Please copy everything from "The subject of" down to "to this point." in the book review below, changing "priest" to "clergyman".

— Start of EXTRACT TO READ —

The best-selling work of fiction in 1941, according to Publishers Weekly, was this religious text. I'm taking a bit of liberty in calling the work "religious," however, for the main character (with whom the author's sympathies seem to lie) is one who espouses a kind of echumenicalism.
The subject of the work is one Francis Chisholm, a British Catholic priest, who at the start of the novel is being forcefully retired for having various oddities. There also appears to have perhaps been something that happened in the past that might, in fact, be the reason for his dismissal. This is the frame into which we are placed when the story takes an abrupt turn back to his childhood and recounts Chisholm's life and what brought him to this point.

— End of EXTRACT TO READ —
— Start of PROVIDED INFORMATION —

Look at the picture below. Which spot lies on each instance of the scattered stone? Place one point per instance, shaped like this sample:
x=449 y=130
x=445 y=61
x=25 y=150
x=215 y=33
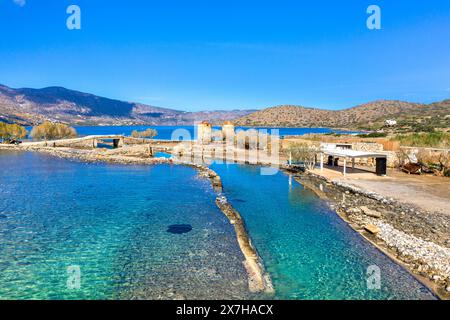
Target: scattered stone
x=370 y=212
x=373 y=229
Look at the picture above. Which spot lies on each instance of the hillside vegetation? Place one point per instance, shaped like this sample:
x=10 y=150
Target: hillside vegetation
x=366 y=116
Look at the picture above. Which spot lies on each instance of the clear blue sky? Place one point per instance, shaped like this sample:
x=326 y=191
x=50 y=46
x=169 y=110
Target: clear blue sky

— End of PROVIDED INFORMATION —

## [RESULT]
The subject of the work is one Francis Chisholm, a British Catholic clergyman, who at the start of the novel is being forcefully retired for having various oddities. There also appears to have perhaps been something that happened in the past that might, in fact, be the reason for his dismissal. This is the frame into which we are placed when the story takes an abrupt turn back to his childhood and recounts Chisholm's life and what brought him to this point.